§ DIRECTIVE
Scale the listing below by rewriting every line, requests included, with each x and y coordinate in the answers multiplied by 0.2 and rounded to the nearest whole number, halves rounded up. Leave the numbers in the requests and their format samples unchanged.

··· DATA SUPPLIED ···

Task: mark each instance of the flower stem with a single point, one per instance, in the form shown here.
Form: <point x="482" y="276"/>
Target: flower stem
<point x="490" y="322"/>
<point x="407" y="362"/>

···

§ SOLUTION FOR THIS EXERCISE
Task: mark each instance of the flower stem with a single point, one per instance, in the form shown here.
Form: <point x="482" y="276"/>
Target: flower stem
<point x="98" y="64"/>
<point x="81" y="72"/>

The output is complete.